- **TRECHO DA PÁGINA**:

--------------------

Em cena, Ásia e Oriente Médio
Enquanto fúria e fogo abraçam os programas nucleares da Coreia do Norte e Irã, esquiva-se sua dimensão real: o palco eurasiano e o equilíbrio de poder, ali. “Há uma corrida armamentista em curso, e está acontecendo na Ásia”, alertou o historiador Robert D. Kaplan, no início desta década. A multipolaridade ganha as relações de poder no continente e, no longo prazo, contam as “águas azuis”, internacionais, linhas de comunicação vitais à China, nos oceanos Pacífico e Índico, principal via mundial de transporte de hidrocarbonetos rumo ao Oriente Médio.
No mar da China meridional e sudeste asiático, a China aumenta os recursos da Marinha. O investimento é pesado na força de submarinos, porta-aviões e Guarda Costeira. Também Japão e Coreia do Sul modernizam suas frotas, bem como a Índia. Patrulhas marítimas de diferentes países, carregadas de alta tecnologia, penetram no Índico e no Pacífico, indo cada vez mais longe de seus portos.

--------------------

- **TAREFAS A FAZER**:
[a] De acordo com o texto sobre o equilíbrio de poder na Ásia, em quais forças a China concentra um investimento pesado?
[b] Prossiga o texto sobre o equilíbrio de poder na Ásia a partir da última frase apresentada.

--------------------

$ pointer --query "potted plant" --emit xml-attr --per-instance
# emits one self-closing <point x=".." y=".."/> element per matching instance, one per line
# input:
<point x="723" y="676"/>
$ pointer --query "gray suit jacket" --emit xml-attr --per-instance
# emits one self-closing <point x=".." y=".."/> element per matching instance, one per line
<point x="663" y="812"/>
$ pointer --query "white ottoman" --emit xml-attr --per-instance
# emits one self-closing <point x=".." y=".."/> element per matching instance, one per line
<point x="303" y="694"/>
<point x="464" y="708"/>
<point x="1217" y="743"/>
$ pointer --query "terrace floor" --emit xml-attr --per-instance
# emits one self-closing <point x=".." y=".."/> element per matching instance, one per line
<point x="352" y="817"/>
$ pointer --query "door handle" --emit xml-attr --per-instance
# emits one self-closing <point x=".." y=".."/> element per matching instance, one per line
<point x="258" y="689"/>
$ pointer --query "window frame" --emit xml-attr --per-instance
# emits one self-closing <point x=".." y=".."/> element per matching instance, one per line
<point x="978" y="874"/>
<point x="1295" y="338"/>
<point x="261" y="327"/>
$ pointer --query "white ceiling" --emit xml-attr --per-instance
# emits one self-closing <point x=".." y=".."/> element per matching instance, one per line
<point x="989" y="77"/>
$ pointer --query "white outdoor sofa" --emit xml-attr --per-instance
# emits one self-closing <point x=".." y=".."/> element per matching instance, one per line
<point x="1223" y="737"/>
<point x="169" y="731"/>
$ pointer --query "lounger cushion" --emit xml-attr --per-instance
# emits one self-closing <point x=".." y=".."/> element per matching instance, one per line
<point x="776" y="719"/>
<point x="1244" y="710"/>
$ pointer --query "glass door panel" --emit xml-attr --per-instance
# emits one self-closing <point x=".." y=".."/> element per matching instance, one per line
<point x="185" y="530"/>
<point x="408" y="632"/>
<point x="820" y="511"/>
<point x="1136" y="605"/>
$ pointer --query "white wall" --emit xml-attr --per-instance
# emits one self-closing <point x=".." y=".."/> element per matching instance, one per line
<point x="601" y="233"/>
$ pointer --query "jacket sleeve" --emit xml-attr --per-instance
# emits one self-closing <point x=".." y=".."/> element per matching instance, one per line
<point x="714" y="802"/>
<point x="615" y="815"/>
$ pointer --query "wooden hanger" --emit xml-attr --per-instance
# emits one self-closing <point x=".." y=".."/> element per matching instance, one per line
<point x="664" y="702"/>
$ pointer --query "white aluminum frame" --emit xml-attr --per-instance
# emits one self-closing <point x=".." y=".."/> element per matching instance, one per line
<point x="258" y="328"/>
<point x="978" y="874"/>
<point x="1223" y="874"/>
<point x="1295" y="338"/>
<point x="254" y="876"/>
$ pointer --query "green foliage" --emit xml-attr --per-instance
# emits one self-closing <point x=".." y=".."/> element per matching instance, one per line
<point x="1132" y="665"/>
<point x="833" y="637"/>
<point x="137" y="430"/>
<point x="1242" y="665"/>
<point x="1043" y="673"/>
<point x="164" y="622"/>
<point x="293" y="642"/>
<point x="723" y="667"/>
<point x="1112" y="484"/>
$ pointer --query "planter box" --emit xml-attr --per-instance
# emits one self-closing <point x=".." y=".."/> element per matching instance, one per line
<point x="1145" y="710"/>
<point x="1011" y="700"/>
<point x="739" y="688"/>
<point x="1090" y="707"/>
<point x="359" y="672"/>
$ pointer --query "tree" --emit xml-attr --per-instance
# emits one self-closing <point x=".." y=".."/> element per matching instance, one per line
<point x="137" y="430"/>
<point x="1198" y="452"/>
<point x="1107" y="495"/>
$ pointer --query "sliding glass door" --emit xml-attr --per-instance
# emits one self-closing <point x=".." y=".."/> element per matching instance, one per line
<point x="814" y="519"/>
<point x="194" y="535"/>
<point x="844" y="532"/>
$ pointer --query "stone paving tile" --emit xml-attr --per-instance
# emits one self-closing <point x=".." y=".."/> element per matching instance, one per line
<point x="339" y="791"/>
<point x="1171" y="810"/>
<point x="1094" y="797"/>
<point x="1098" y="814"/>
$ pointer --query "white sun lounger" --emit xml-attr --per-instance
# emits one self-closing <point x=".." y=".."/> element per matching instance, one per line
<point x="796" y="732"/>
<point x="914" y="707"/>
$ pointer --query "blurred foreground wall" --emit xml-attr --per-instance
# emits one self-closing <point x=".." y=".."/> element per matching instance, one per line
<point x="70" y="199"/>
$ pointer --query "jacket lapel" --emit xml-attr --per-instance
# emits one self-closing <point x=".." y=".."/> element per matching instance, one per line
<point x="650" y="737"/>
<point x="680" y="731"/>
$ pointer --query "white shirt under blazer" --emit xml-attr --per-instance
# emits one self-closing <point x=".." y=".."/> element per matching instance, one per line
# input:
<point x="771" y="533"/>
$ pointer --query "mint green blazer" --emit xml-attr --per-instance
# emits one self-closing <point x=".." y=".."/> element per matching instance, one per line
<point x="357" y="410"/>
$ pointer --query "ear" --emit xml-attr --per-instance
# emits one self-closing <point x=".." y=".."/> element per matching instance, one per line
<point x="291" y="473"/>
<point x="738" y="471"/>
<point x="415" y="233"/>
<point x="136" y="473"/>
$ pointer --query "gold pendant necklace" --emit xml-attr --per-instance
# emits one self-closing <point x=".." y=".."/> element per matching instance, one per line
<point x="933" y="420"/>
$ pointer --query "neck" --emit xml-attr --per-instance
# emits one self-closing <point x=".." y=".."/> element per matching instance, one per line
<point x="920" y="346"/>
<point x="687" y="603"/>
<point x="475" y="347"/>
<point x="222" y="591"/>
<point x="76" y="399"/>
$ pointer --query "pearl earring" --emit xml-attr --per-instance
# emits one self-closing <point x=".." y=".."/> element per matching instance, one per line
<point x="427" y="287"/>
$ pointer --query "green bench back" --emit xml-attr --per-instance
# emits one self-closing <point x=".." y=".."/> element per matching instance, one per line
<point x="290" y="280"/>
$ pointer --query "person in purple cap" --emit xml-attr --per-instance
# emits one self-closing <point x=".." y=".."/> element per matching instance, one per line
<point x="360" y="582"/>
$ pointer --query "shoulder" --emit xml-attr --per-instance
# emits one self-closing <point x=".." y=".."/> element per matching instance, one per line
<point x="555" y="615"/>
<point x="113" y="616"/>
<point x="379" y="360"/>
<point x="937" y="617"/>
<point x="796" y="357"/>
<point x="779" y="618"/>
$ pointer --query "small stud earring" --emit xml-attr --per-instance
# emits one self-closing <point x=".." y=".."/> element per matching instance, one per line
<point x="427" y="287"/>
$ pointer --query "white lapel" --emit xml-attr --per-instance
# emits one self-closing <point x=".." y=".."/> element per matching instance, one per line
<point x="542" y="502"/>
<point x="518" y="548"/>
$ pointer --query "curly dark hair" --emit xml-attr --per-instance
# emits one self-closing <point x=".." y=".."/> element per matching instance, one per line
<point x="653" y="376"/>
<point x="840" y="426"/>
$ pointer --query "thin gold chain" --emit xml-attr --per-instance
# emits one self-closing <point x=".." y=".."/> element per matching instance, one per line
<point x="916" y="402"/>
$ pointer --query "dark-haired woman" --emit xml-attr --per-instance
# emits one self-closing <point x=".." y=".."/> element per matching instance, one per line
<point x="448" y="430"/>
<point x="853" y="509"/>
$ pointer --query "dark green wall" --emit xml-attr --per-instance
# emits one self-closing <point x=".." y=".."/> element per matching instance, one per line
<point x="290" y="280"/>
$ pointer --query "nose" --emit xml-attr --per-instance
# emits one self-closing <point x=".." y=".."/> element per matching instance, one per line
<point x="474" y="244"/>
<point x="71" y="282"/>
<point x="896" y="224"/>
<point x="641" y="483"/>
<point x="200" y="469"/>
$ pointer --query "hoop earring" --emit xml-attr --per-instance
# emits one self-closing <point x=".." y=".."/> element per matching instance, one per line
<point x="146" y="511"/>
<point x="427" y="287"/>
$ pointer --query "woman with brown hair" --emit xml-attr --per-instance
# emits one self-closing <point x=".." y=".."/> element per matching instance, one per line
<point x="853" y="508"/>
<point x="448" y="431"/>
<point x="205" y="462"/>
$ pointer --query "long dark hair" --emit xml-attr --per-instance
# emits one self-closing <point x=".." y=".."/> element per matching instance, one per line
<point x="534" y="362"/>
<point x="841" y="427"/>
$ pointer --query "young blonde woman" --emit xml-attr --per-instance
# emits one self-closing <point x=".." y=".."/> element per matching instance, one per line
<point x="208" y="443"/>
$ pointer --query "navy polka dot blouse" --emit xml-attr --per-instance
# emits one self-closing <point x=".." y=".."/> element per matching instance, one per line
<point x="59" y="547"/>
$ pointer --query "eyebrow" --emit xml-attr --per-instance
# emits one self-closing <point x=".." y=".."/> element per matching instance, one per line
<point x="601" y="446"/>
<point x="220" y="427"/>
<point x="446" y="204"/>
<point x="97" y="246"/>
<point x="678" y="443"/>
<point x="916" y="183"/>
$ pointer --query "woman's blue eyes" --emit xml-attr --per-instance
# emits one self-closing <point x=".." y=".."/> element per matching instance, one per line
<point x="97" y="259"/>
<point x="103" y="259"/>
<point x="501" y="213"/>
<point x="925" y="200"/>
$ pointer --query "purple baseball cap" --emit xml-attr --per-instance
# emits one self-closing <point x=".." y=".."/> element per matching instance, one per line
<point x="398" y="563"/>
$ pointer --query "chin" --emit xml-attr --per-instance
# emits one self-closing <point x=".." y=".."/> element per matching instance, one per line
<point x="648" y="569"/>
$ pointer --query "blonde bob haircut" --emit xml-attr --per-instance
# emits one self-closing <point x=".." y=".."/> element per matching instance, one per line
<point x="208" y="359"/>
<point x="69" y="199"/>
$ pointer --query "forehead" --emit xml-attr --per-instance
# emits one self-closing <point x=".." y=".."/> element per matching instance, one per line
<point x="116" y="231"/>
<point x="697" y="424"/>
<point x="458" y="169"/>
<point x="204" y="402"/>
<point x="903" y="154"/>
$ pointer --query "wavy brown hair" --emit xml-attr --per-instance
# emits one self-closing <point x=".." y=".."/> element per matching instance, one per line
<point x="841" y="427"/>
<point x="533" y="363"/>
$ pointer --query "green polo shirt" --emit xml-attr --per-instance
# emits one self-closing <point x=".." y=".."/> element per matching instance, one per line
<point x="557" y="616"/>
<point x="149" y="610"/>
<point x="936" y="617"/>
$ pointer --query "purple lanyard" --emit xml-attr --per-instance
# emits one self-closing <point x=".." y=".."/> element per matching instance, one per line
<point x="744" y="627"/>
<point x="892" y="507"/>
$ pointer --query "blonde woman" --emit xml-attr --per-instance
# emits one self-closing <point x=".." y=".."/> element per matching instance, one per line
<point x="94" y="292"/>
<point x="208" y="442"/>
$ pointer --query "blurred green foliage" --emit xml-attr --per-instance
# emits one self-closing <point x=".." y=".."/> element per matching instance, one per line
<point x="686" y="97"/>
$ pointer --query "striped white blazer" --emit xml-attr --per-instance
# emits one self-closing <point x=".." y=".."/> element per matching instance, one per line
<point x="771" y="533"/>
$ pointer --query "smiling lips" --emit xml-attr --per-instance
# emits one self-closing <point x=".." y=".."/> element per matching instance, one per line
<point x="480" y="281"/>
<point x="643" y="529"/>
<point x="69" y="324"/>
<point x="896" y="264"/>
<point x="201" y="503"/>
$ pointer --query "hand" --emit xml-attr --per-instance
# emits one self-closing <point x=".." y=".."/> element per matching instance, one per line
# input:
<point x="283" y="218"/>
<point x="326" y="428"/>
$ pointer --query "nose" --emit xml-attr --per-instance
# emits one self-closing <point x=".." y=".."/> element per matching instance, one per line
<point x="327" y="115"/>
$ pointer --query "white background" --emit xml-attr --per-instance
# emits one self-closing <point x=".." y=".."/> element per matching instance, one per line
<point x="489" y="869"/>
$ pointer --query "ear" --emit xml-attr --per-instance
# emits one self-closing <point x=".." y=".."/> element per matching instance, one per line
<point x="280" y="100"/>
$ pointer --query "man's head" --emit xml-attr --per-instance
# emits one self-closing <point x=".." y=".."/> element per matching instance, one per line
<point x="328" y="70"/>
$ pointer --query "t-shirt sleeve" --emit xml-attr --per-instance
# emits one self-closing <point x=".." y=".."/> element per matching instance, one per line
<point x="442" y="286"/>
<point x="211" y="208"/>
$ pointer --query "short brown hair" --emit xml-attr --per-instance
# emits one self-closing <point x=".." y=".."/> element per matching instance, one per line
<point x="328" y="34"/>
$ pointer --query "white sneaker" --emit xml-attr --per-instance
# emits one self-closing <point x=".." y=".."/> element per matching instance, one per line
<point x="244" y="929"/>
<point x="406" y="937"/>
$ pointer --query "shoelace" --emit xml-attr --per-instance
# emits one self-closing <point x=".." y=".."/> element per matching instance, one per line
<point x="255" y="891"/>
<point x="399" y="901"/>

--------------------

- **RESPOSTAS POR TAREFA**:
[a] Na força de submarinos, nos porta-aviões e na Guarda Costeira.

[b]
Desde 2010, a China desafia a superioridade militar americana, fazendo valer seus interesses na periferia imediata. Recusa-se mesmo a aceitar decisão de 2016 do Tribunal Permanente de Arbitragem, favorável aos rivais costeiros, clamando soberania em virtualmente todo o mar. Argumento: é parte de sua zona econômica exclusiva.
Para garantir direitos, uma superagência jurídica marítima, fusão de cinco agências, desde 2013 lida com os “violadores” de suas águas territoriais.
Planos de guerra cibernética e a produção de mísseis e armas de destruição em massa acompanham a reza. No contexto nuclear, assiste-se à segunda era (a primeira remonta à bomba lançada sobre Hiroshima, em 1945), a partir de 2005, quando cientistas norte-americanos deslancharam uma nova geração de armas mais potentes. E que parece consumar-se agora, às vésperas de vencer, em 2018, o prazo para a redução, pelos Estados Unidos e Rússia, de suas ogivas nucleares e sistemas de lançamento. Prevê o novo programa de modernização nuclear dos Estados Unidos (sumário em www.armscontrol.org): atualizar os sistemas estratégicos de lançamento de mísseis, bem como complexos de produção nuclear e sistemas de comando, controle e comunicações; renovar ogivas nucleares; criar novos balísticos lançados de submarinos e comprar submarinos mais modernos. Total de custos previstos pelo Escritório de Orçamento do Congresso: US$1 trilhão, no período 2017-2040.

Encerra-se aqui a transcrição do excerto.